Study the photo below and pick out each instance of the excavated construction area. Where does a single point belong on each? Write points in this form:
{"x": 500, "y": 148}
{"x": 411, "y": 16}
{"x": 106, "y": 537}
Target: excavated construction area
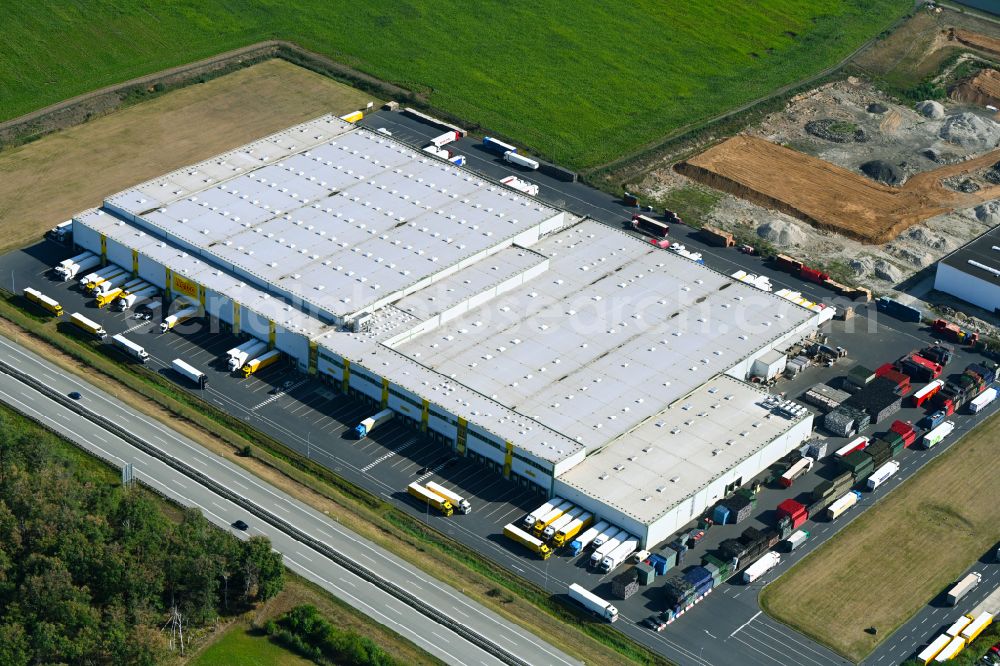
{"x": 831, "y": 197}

--

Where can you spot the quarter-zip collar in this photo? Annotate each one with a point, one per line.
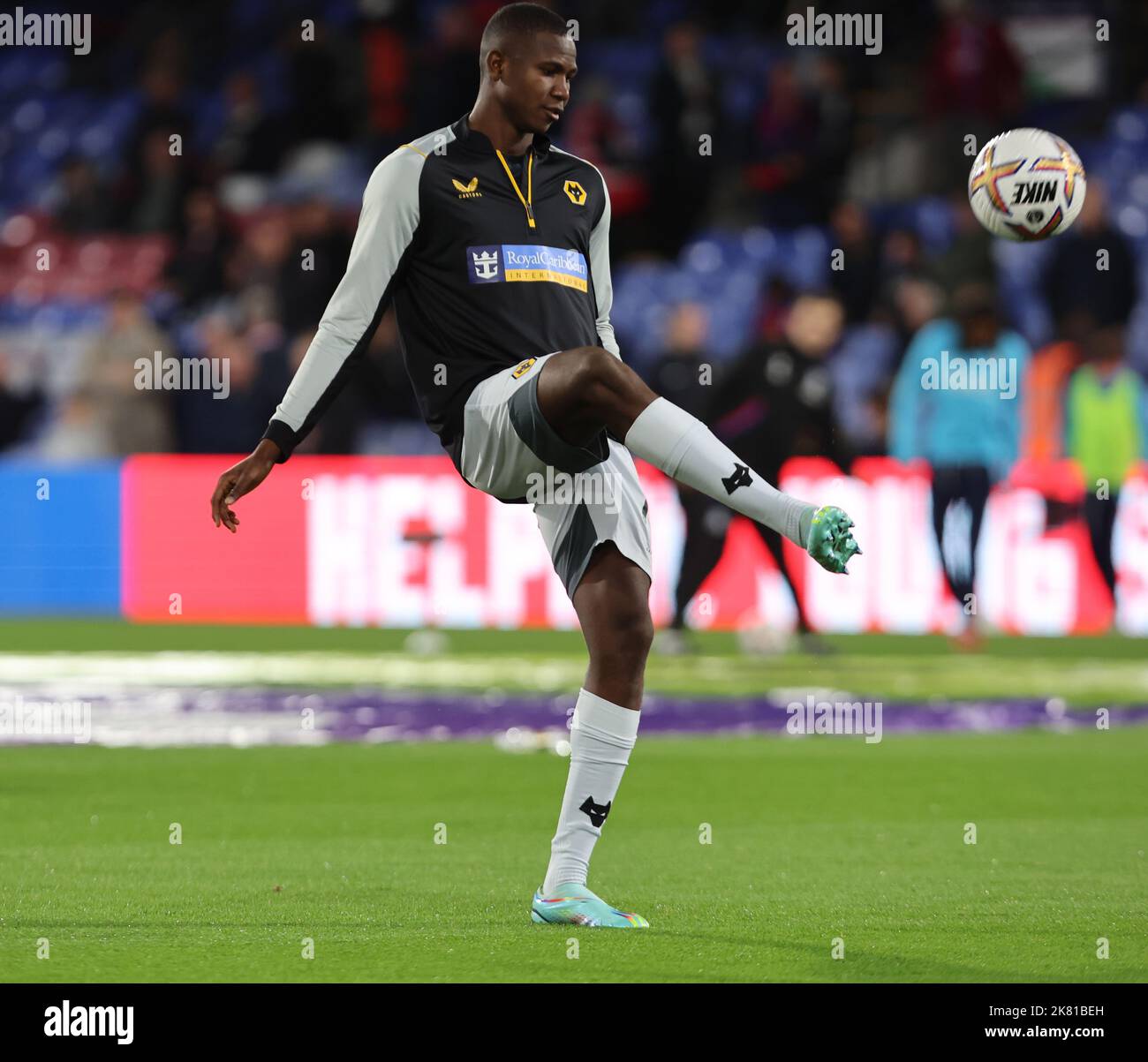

* _INSTRUCTIONS FOR THE TASK_:
Swap "excavated construction area" for "excavated building site" in the rows starting at the line containing "Study the photo" and ending at the line containing "Target: excavated construction area", and write out those lines with nothing else changed. Give only those lines.

* _SOLUTION TO THIS TASK_:
Study the photo below and pick out each instance of the excavated building site. Where does a single point belong on each? Write points in this form:
{"x": 500, "y": 148}
{"x": 411, "y": 16}
{"x": 106, "y": 537}
Target: excavated building site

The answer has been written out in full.